(STATED GOAL)
Pick out every line in the rows below that contains the string "patterned", and copy each of those lines.

Extracted data entries
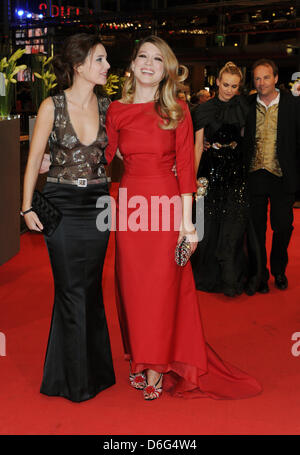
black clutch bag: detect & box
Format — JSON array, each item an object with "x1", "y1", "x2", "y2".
[
  {"x1": 31, "y1": 190, "x2": 62, "y2": 237},
  {"x1": 175, "y1": 237, "x2": 192, "y2": 267}
]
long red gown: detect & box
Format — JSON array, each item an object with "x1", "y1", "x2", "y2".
[{"x1": 105, "y1": 101, "x2": 261, "y2": 399}]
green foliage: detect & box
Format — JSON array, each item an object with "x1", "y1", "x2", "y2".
[{"x1": 0, "y1": 49, "x2": 27, "y2": 117}]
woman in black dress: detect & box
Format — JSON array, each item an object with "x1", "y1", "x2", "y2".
[
  {"x1": 191, "y1": 62, "x2": 260, "y2": 297},
  {"x1": 22, "y1": 33, "x2": 115, "y2": 402}
]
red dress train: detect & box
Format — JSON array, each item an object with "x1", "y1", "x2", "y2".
[{"x1": 105, "y1": 101, "x2": 261, "y2": 399}]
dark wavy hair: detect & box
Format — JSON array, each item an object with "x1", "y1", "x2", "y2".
[{"x1": 52, "y1": 33, "x2": 102, "y2": 89}]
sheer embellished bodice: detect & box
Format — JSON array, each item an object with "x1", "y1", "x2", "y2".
[{"x1": 49, "y1": 92, "x2": 109, "y2": 180}]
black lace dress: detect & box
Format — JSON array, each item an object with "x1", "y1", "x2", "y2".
[
  {"x1": 40, "y1": 92, "x2": 115, "y2": 402},
  {"x1": 191, "y1": 96, "x2": 260, "y2": 296}
]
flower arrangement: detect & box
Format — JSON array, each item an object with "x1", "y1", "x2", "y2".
[
  {"x1": 31, "y1": 55, "x2": 57, "y2": 111},
  {"x1": 0, "y1": 49, "x2": 27, "y2": 117}
]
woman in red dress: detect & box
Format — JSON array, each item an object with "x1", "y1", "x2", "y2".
[{"x1": 105, "y1": 36, "x2": 261, "y2": 400}]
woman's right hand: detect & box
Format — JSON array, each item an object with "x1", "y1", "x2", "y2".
[
  {"x1": 24, "y1": 212, "x2": 44, "y2": 232},
  {"x1": 39, "y1": 153, "x2": 50, "y2": 174}
]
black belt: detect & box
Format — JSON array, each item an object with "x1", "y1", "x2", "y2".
[{"x1": 47, "y1": 176, "x2": 111, "y2": 188}]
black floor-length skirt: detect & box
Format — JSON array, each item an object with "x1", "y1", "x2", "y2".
[{"x1": 40, "y1": 183, "x2": 115, "y2": 402}]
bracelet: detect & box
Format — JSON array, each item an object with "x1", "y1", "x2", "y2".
[{"x1": 20, "y1": 207, "x2": 33, "y2": 216}]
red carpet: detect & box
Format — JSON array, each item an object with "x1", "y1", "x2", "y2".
[{"x1": 0, "y1": 183, "x2": 300, "y2": 435}]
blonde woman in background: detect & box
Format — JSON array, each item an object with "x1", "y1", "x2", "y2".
[{"x1": 191, "y1": 62, "x2": 260, "y2": 297}]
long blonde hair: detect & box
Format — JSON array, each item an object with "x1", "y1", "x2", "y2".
[
  {"x1": 218, "y1": 62, "x2": 243, "y2": 85},
  {"x1": 122, "y1": 35, "x2": 188, "y2": 130}
]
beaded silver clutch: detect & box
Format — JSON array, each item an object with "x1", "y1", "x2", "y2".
[
  {"x1": 195, "y1": 177, "x2": 208, "y2": 201},
  {"x1": 175, "y1": 237, "x2": 192, "y2": 267}
]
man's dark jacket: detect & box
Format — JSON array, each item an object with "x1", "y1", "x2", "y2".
[{"x1": 244, "y1": 91, "x2": 300, "y2": 193}]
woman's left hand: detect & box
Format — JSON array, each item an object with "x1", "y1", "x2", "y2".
[{"x1": 177, "y1": 224, "x2": 199, "y2": 254}]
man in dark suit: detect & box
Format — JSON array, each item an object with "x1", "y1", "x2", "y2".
[{"x1": 244, "y1": 59, "x2": 300, "y2": 293}]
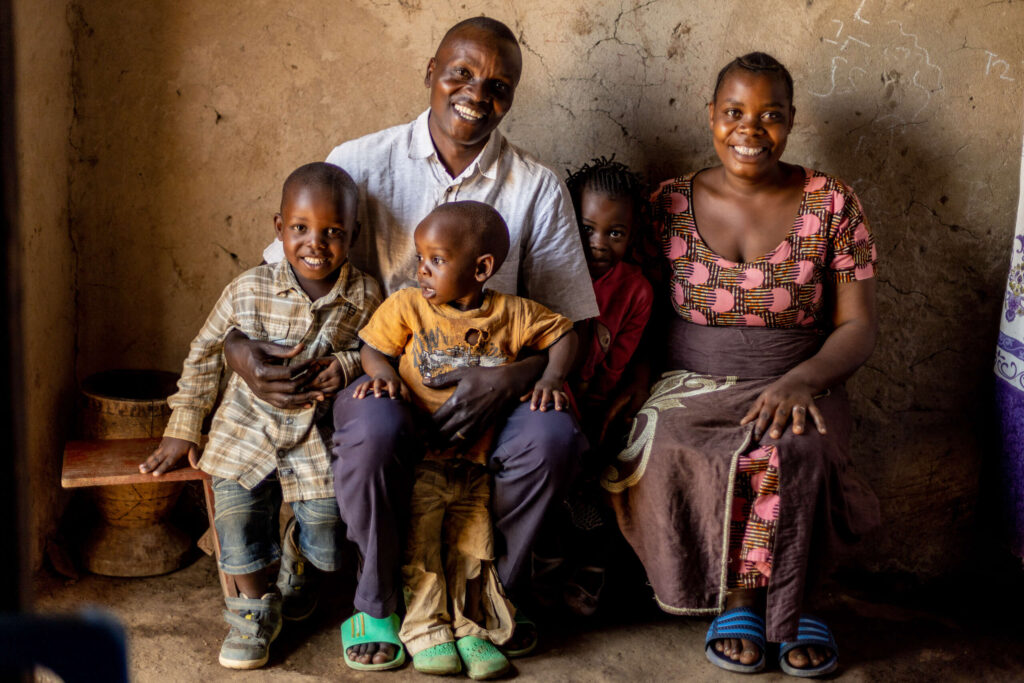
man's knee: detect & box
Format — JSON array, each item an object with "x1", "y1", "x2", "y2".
[
  {"x1": 332, "y1": 377, "x2": 413, "y2": 477},
  {"x1": 495, "y1": 404, "x2": 587, "y2": 481}
]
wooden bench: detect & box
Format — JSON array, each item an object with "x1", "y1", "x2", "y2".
[{"x1": 60, "y1": 438, "x2": 237, "y2": 596}]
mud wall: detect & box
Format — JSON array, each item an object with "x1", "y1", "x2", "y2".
[
  {"x1": 12, "y1": 0, "x2": 77, "y2": 566},
  {"x1": 19, "y1": 0, "x2": 1024, "y2": 574}
]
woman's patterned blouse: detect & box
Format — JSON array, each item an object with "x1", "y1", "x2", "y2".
[{"x1": 651, "y1": 169, "x2": 878, "y2": 328}]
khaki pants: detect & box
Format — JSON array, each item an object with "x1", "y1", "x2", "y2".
[{"x1": 398, "y1": 459, "x2": 515, "y2": 654}]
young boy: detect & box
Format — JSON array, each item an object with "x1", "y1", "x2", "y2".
[
  {"x1": 139, "y1": 163, "x2": 382, "y2": 669},
  {"x1": 353, "y1": 202, "x2": 575, "y2": 679}
]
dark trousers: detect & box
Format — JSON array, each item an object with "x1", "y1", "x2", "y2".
[{"x1": 333, "y1": 376, "x2": 587, "y2": 618}]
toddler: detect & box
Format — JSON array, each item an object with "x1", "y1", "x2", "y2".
[
  {"x1": 139, "y1": 163, "x2": 382, "y2": 669},
  {"x1": 353, "y1": 202, "x2": 575, "y2": 679}
]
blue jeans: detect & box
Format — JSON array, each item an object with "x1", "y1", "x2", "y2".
[{"x1": 213, "y1": 474, "x2": 344, "y2": 574}]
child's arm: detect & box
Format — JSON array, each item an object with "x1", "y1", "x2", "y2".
[
  {"x1": 138, "y1": 436, "x2": 199, "y2": 476},
  {"x1": 299, "y1": 282, "x2": 383, "y2": 400},
  {"x1": 352, "y1": 344, "x2": 409, "y2": 400},
  {"x1": 521, "y1": 330, "x2": 578, "y2": 413},
  {"x1": 138, "y1": 281, "x2": 238, "y2": 476}
]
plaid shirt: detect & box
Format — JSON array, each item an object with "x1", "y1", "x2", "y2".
[{"x1": 164, "y1": 261, "x2": 382, "y2": 502}]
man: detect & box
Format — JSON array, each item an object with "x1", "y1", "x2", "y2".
[{"x1": 225, "y1": 17, "x2": 598, "y2": 669}]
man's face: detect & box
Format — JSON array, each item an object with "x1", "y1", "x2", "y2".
[{"x1": 426, "y1": 27, "x2": 522, "y2": 148}]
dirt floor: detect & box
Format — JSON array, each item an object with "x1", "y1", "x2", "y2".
[{"x1": 28, "y1": 556, "x2": 1024, "y2": 683}]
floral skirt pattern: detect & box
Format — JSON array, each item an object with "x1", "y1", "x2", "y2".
[{"x1": 728, "y1": 444, "x2": 779, "y2": 588}]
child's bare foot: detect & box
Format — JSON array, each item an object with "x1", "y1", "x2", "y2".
[
  {"x1": 348, "y1": 643, "x2": 398, "y2": 664},
  {"x1": 785, "y1": 647, "x2": 831, "y2": 669},
  {"x1": 715, "y1": 589, "x2": 765, "y2": 666}
]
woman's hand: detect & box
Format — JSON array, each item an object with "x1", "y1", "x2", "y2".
[
  {"x1": 138, "y1": 436, "x2": 199, "y2": 476},
  {"x1": 423, "y1": 354, "x2": 547, "y2": 445},
  {"x1": 739, "y1": 278, "x2": 879, "y2": 440},
  {"x1": 739, "y1": 375, "x2": 825, "y2": 441},
  {"x1": 224, "y1": 330, "x2": 324, "y2": 409}
]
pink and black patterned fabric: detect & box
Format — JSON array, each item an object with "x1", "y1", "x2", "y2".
[{"x1": 652, "y1": 169, "x2": 877, "y2": 328}]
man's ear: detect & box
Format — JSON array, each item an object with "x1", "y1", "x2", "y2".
[
  {"x1": 423, "y1": 57, "x2": 437, "y2": 88},
  {"x1": 473, "y1": 254, "x2": 495, "y2": 283}
]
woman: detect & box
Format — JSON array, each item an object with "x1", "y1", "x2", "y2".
[{"x1": 603, "y1": 52, "x2": 879, "y2": 677}]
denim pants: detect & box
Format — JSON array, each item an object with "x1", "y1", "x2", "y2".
[{"x1": 213, "y1": 474, "x2": 342, "y2": 574}]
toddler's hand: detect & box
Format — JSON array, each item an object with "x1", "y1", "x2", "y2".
[
  {"x1": 352, "y1": 377, "x2": 409, "y2": 400},
  {"x1": 519, "y1": 378, "x2": 569, "y2": 413},
  {"x1": 138, "y1": 436, "x2": 199, "y2": 476}
]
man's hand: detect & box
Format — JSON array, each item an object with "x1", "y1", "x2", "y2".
[
  {"x1": 224, "y1": 330, "x2": 325, "y2": 409},
  {"x1": 138, "y1": 436, "x2": 199, "y2": 476},
  {"x1": 423, "y1": 354, "x2": 547, "y2": 445},
  {"x1": 293, "y1": 355, "x2": 345, "y2": 398},
  {"x1": 352, "y1": 375, "x2": 410, "y2": 401},
  {"x1": 519, "y1": 377, "x2": 569, "y2": 413}
]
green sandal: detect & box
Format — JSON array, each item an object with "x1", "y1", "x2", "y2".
[
  {"x1": 341, "y1": 612, "x2": 406, "y2": 671},
  {"x1": 502, "y1": 609, "x2": 537, "y2": 658},
  {"x1": 413, "y1": 641, "x2": 462, "y2": 676},
  {"x1": 455, "y1": 636, "x2": 512, "y2": 681}
]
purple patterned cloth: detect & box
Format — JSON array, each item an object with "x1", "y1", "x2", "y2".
[{"x1": 995, "y1": 140, "x2": 1024, "y2": 557}]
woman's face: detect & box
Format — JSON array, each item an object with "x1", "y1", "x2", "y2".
[{"x1": 708, "y1": 69, "x2": 796, "y2": 180}]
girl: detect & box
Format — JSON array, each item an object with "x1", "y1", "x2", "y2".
[{"x1": 534, "y1": 157, "x2": 653, "y2": 616}]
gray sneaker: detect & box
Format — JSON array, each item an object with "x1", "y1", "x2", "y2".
[
  {"x1": 278, "y1": 517, "x2": 319, "y2": 622},
  {"x1": 220, "y1": 593, "x2": 281, "y2": 669}
]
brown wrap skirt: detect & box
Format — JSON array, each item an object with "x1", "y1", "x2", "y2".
[{"x1": 601, "y1": 319, "x2": 879, "y2": 642}]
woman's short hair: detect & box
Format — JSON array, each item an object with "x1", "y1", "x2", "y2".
[{"x1": 711, "y1": 52, "x2": 793, "y2": 104}]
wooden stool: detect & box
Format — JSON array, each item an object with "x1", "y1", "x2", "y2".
[{"x1": 60, "y1": 437, "x2": 234, "y2": 595}]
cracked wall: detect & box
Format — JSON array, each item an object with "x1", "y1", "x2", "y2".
[
  {"x1": 58, "y1": 0, "x2": 1024, "y2": 574},
  {"x1": 12, "y1": 0, "x2": 76, "y2": 566}
]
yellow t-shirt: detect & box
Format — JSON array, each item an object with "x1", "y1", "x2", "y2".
[{"x1": 359, "y1": 287, "x2": 572, "y2": 460}]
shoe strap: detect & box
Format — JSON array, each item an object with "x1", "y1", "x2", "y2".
[{"x1": 224, "y1": 609, "x2": 272, "y2": 638}]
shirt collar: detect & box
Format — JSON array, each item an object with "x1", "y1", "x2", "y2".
[
  {"x1": 409, "y1": 110, "x2": 505, "y2": 180},
  {"x1": 273, "y1": 259, "x2": 366, "y2": 308}
]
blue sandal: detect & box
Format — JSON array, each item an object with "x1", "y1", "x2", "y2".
[
  {"x1": 778, "y1": 614, "x2": 839, "y2": 678},
  {"x1": 705, "y1": 607, "x2": 767, "y2": 674}
]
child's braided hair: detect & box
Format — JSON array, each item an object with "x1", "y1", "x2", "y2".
[{"x1": 565, "y1": 155, "x2": 647, "y2": 231}]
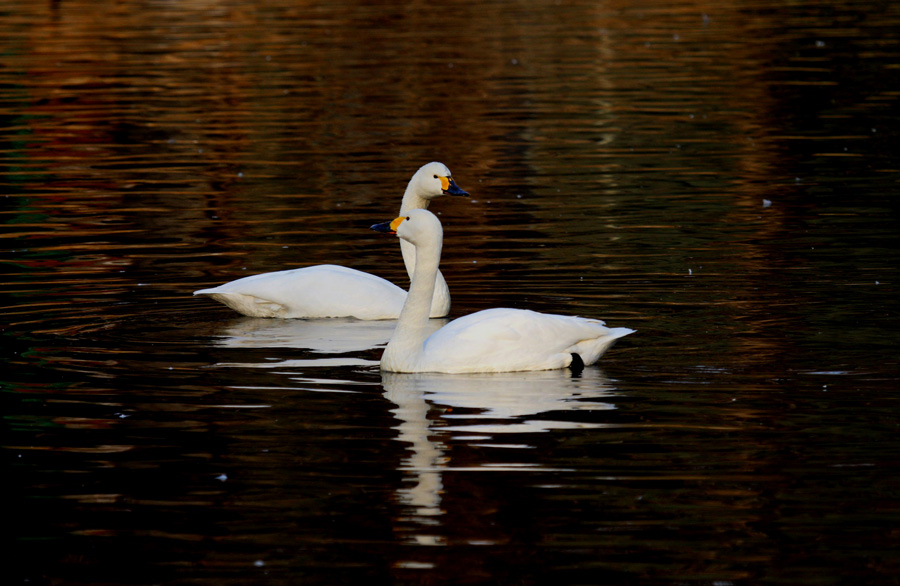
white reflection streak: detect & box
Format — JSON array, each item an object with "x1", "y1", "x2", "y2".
[
  {"x1": 205, "y1": 318, "x2": 447, "y2": 354},
  {"x1": 381, "y1": 368, "x2": 615, "y2": 545}
]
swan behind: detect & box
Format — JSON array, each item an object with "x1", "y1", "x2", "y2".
[
  {"x1": 372, "y1": 209, "x2": 634, "y2": 373},
  {"x1": 194, "y1": 162, "x2": 469, "y2": 320}
]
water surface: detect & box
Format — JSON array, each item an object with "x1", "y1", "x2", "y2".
[{"x1": 0, "y1": 0, "x2": 900, "y2": 586}]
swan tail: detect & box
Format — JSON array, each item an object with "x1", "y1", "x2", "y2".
[{"x1": 572, "y1": 328, "x2": 635, "y2": 366}]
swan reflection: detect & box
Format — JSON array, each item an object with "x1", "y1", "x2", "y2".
[
  {"x1": 381, "y1": 368, "x2": 615, "y2": 545},
  {"x1": 202, "y1": 317, "x2": 447, "y2": 369},
  {"x1": 207, "y1": 318, "x2": 397, "y2": 354}
]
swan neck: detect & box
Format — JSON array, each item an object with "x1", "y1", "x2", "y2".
[
  {"x1": 382, "y1": 230, "x2": 441, "y2": 362},
  {"x1": 400, "y1": 176, "x2": 431, "y2": 217}
]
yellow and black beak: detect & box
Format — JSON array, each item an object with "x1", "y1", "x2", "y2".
[
  {"x1": 371, "y1": 216, "x2": 409, "y2": 234},
  {"x1": 439, "y1": 177, "x2": 469, "y2": 196}
]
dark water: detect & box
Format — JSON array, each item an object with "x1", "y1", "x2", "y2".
[{"x1": 0, "y1": 0, "x2": 900, "y2": 586}]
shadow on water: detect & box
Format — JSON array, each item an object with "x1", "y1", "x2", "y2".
[{"x1": 0, "y1": 0, "x2": 900, "y2": 586}]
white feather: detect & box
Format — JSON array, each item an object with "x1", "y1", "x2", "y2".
[
  {"x1": 194, "y1": 162, "x2": 465, "y2": 320},
  {"x1": 381, "y1": 210, "x2": 634, "y2": 373}
]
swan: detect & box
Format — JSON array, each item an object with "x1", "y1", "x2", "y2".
[
  {"x1": 194, "y1": 162, "x2": 469, "y2": 320},
  {"x1": 372, "y1": 209, "x2": 634, "y2": 374}
]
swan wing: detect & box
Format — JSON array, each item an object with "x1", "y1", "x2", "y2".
[
  {"x1": 194, "y1": 265, "x2": 406, "y2": 320},
  {"x1": 422, "y1": 308, "x2": 632, "y2": 372}
]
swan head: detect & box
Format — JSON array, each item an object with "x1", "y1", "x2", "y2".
[
  {"x1": 409, "y1": 162, "x2": 469, "y2": 200},
  {"x1": 372, "y1": 210, "x2": 444, "y2": 247}
]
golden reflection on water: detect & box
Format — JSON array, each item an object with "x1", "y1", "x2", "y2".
[{"x1": 0, "y1": 0, "x2": 900, "y2": 583}]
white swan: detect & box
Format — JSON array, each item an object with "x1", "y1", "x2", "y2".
[
  {"x1": 194, "y1": 162, "x2": 469, "y2": 320},
  {"x1": 372, "y1": 210, "x2": 634, "y2": 373}
]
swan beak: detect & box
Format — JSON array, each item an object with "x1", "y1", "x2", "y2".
[
  {"x1": 441, "y1": 177, "x2": 469, "y2": 196},
  {"x1": 370, "y1": 216, "x2": 406, "y2": 234}
]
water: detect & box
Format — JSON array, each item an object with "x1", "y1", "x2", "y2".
[{"x1": 0, "y1": 0, "x2": 900, "y2": 586}]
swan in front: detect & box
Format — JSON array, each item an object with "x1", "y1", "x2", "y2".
[
  {"x1": 194, "y1": 162, "x2": 469, "y2": 320},
  {"x1": 372, "y1": 209, "x2": 634, "y2": 373}
]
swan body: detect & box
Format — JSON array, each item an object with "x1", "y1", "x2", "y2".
[
  {"x1": 194, "y1": 162, "x2": 468, "y2": 320},
  {"x1": 372, "y1": 209, "x2": 634, "y2": 373}
]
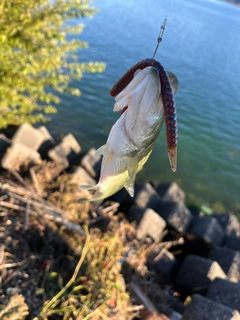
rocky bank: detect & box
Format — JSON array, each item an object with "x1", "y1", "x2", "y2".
[{"x1": 0, "y1": 124, "x2": 240, "y2": 320}]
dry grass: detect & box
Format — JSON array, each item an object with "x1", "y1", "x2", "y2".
[{"x1": 0, "y1": 167, "x2": 137, "y2": 320}]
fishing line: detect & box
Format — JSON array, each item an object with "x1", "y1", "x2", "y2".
[{"x1": 152, "y1": 0, "x2": 172, "y2": 59}]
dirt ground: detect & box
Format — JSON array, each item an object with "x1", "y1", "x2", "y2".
[{"x1": 0, "y1": 163, "x2": 181, "y2": 320}]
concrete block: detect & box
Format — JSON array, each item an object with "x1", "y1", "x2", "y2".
[
  {"x1": 128, "y1": 206, "x2": 166, "y2": 240},
  {"x1": 2, "y1": 142, "x2": 42, "y2": 171},
  {"x1": 224, "y1": 236, "x2": 240, "y2": 251},
  {"x1": 208, "y1": 246, "x2": 240, "y2": 282},
  {"x1": 80, "y1": 148, "x2": 102, "y2": 179},
  {"x1": 147, "y1": 248, "x2": 177, "y2": 281},
  {"x1": 156, "y1": 182, "x2": 185, "y2": 202},
  {"x1": 12, "y1": 123, "x2": 44, "y2": 151},
  {"x1": 156, "y1": 201, "x2": 192, "y2": 232},
  {"x1": 176, "y1": 255, "x2": 227, "y2": 294},
  {"x1": 182, "y1": 294, "x2": 240, "y2": 320},
  {"x1": 206, "y1": 278, "x2": 240, "y2": 311},
  {"x1": 48, "y1": 134, "x2": 81, "y2": 170},
  {"x1": 134, "y1": 183, "x2": 161, "y2": 210},
  {"x1": 188, "y1": 217, "x2": 224, "y2": 245},
  {"x1": 213, "y1": 214, "x2": 240, "y2": 237},
  {"x1": 71, "y1": 167, "x2": 96, "y2": 187},
  {"x1": 37, "y1": 126, "x2": 55, "y2": 158}
]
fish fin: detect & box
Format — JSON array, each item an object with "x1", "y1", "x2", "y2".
[
  {"x1": 167, "y1": 71, "x2": 179, "y2": 96},
  {"x1": 128, "y1": 151, "x2": 139, "y2": 179},
  {"x1": 124, "y1": 176, "x2": 136, "y2": 197},
  {"x1": 94, "y1": 144, "x2": 106, "y2": 158}
]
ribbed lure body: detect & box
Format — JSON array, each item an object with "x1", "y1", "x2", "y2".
[{"x1": 110, "y1": 59, "x2": 178, "y2": 171}]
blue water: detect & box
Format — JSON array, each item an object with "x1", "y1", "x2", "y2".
[{"x1": 47, "y1": 0, "x2": 240, "y2": 209}]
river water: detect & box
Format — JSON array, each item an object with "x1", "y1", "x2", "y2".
[{"x1": 47, "y1": 0, "x2": 240, "y2": 208}]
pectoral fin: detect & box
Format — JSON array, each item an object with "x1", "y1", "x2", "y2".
[
  {"x1": 167, "y1": 71, "x2": 179, "y2": 96},
  {"x1": 94, "y1": 144, "x2": 106, "y2": 158},
  {"x1": 128, "y1": 151, "x2": 139, "y2": 179},
  {"x1": 124, "y1": 176, "x2": 136, "y2": 197}
]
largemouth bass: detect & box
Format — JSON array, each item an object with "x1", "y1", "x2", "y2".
[{"x1": 79, "y1": 59, "x2": 178, "y2": 203}]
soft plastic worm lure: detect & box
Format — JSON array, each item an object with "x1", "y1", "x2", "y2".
[{"x1": 110, "y1": 59, "x2": 178, "y2": 171}]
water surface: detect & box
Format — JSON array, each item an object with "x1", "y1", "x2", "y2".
[{"x1": 47, "y1": 0, "x2": 240, "y2": 208}]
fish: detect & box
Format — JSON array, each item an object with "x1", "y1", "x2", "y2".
[{"x1": 79, "y1": 59, "x2": 178, "y2": 203}]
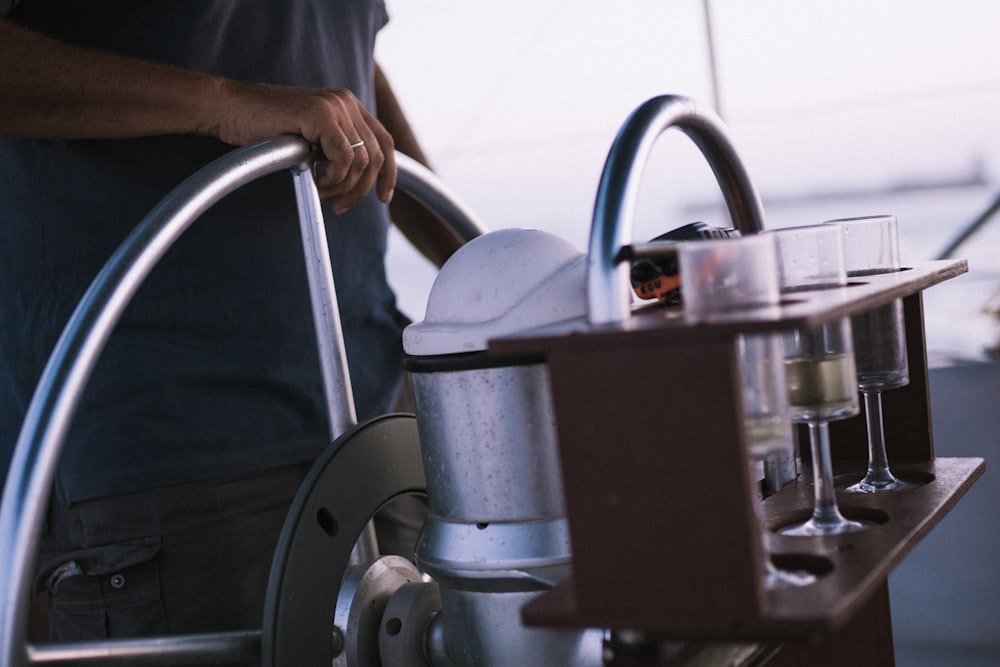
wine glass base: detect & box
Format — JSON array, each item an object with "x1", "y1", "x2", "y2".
[
  {"x1": 764, "y1": 562, "x2": 818, "y2": 590},
  {"x1": 778, "y1": 517, "x2": 878, "y2": 537},
  {"x1": 843, "y1": 477, "x2": 923, "y2": 493}
]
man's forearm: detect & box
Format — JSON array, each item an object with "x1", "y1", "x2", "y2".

(EXERCISE OUTPUT)
woman's patterned blouse: detect & box
pink and black patterned fabric: detect & box
purple patterned cloth: detect & box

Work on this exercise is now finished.